[Materials provided — start]
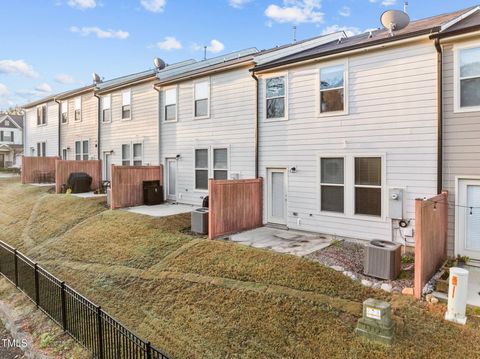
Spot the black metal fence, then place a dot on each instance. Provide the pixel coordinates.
(86, 322)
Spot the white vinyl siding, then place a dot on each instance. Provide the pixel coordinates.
(392, 113)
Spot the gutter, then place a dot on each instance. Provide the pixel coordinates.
(257, 127)
(59, 126)
(438, 47)
(98, 125)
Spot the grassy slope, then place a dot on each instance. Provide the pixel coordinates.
(199, 299)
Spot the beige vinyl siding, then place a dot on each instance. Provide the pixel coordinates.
(86, 129)
(392, 113)
(141, 128)
(231, 125)
(461, 135)
(46, 133)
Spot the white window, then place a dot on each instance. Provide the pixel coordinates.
(64, 111)
(126, 106)
(332, 184)
(78, 109)
(201, 169)
(42, 115)
(202, 99)
(81, 150)
(368, 186)
(275, 89)
(332, 89)
(106, 109)
(170, 111)
(132, 154)
(41, 149)
(467, 97)
(220, 163)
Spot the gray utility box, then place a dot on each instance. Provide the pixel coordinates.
(383, 259)
(200, 220)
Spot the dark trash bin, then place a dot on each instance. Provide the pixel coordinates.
(79, 182)
(152, 193)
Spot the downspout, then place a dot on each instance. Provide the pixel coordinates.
(256, 123)
(438, 47)
(98, 126)
(59, 125)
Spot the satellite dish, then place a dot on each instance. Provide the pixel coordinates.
(159, 63)
(394, 20)
(96, 78)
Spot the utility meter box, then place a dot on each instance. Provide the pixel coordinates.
(395, 203)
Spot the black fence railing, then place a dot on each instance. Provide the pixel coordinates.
(86, 322)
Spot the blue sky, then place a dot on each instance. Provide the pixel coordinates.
(48, 46)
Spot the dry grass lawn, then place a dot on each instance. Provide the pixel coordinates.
(196, 298)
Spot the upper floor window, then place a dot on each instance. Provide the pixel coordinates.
(126, 106)
(78, 109)
(275, 95)
(332, 89)
(202, 99)
(106, 108)
(42, 115)
(64, 110)
(468, 93)
(171, 104)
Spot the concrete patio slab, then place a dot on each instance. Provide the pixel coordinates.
(283, 240)
(162, 210)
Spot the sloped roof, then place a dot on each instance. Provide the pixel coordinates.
(425, 26)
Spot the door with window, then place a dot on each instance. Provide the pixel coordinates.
(107, 166)
(277, 195)
(468, 218)
(171, 179)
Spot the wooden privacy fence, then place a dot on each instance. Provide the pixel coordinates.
(38, 169)
(234, 206)
(127, 184)
(63, 169)
(431, 225)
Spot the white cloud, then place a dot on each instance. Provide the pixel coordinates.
(214, 47)
(389, 2)
(349, 30)
(296, 11)
(17, 67)
(345, 11)
(82, 4)
(101, 34)
(154, 5)
(169, 43)
(64, 79)
(238, 4)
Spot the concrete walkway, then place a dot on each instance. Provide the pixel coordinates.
(283, 241)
[Materials provided — finish]
Copy out the records exactly; the pictures stay behind.

◆ Task solution ◆
Spot the black metal fence, then place a dot on each instance. Provide the pixel coordinates.
(86, 322)
Spot the white vinyl siding, then place a dot on each instance. Provide the pixel coordinates.
(392, 113)
Spot the gutter, then place a dot on each instance. Provide the pixel coordinates.
(257, 127)
(59, 126)
(438, 47)
(98, 125)
Spot the grassy slope, then place a dot on each instance. Provide the pixel coordinates.
(199, 299)
Spot the beige vinyl siding, then place a dot on each instance. Provide the pixel coordinates.
(86, 129)
(392, 113)
(141, 128)
(231, 125)
(461, 135)
(46, 133)
Spot the white window, then place a dot on each instance. Provide the pixel coordinates.
(64, 111)
(126, 106)
(332, 184)
(78, 109)
(201, 169)
(42, 115)
(202, 99)
(81, 150)
(368, 186)
(275, 89)
(332, 89)
(106, 109)
(170, 111)
(132, 154)
(41, 149)
(467, 97)
(220, 163)
Spot the gray utility box, then place a dot on each instance. Provide the pixel coordinates.
(383, 259)
(200, 220)
Spot the dark trash bin, then place a dot on each instance. Provide the pixel coordinates.
(79, 182)
(152, 193)
Spot the downspout, then place a dot on each instance. Provide the pixel coordinates.
(256, 123)
(438, 47)
(98, 126)
(59, 125)
Spot the satellite dish, then place a dot on each instance. Provide the pixel coordinates.
(159, 63)
(394, 20)
(96, 78)
Spot the utility meter box, then place a dot on each instance. Provide the pixel coordinates.
(395, 203)
Spot the black fence railing, then place a dot on each instance. Provide the pixel coordinates.
(86, 322)
Spot the blue sky, then place a dot on each instance. Provide the pixel coordinates.
(48, 46)
Spot the dry grass lawn, then place a dot on each instance. Provide the pixel coordinates.
(196, 298)
Spot the upper floor window, then place a dot on each instance. Provide the pixel coordinates.
(126, 106)
(78, 109)
(275, 95)
(332, 89)
(202, 99)
(106, 108)
(42, 115)
(64, 110)
(468, 93)
(171, 104)
Spot the concrete patio slab, then place a dot on each instance. Provide the pixel coordinates.
(283, 240)
(162, 210)
Spot the sloped roof, then place a dot on each instance. Provide the pixel coordinates.
(425, 26)
Spot the door with window, then place a dot on each instance. Provide the pixel coordinates.
(107, 166)
(277, 195)
(468, 218)
(171, 179)
Spot the wooden privacy fence, then place a dot on each instance. Provide the pixel coordinates.
(38, 169)
(234, 206)
(127, 184)
(63, 169)
(431, 225)
Spot the white cloud, then place a dot on each instance. Provide the pixel coordinates.
(214, 47)
(389, 2)
(349, 30)
(296, 11)
(17, 67)
(345, 11)
(82, 4)
(101, 34)
(154, 5)
(169, 43)
(64, 79)
(238, 4)
Spot the concrete walkway, then place a dot on each instance. Provide the pixel coordinates.
(283, 241)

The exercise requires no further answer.